The underdog bangs away at the keyboard for ten minutes or so, then he claims - See, you can load the data in 1 minute. That's it.

The expert is amazed. At first, he does not believe it. He checks and rechecks the resulting LATEST_VERSION and DATA_VERSIONS tables and everything is correct. Well, now, please show us what amazing MySQL technique you've used, he says.

The underdog is, at heart, a shy person. So it takes him a moment to sort out his argument. It's not that simple. I had to check how many interesting records were in the table. As it turns out, only 10.000 out of the 100.000 records loaded met the RecordIsInteresting condition. So I just said to myself, what if I dont' load those at all?

- But how do you know which record is interesting or not without loading them?, asks the expert
- Well, I wrote this awk program to filter the file before loading it.

*****

[Objectives]
(a) Translate the sentence "At first, he does not believe it." from the data-loading story into Spanish.
(b) In the data-loading story, change "shy" to "quiet" and write out everything from "The underdog is, at" down to "those at all?".

[Dataset excerpt]
*****

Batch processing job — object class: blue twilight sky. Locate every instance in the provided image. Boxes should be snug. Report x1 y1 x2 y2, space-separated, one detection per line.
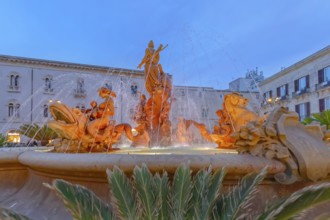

*****

[Outputs by task]
(a) Al principio, no se lo cree.

(b)
The underdog is, at heart, a quiet person. So it takes him a moment to sort out his argument. It's not that simple. I had to check how many interesting records were in the table. As it turns out, only 10.000 out of the 100.000 records loaded met the RecordIsInteresting condition. So I just said to myself, what if I dont' load those at all?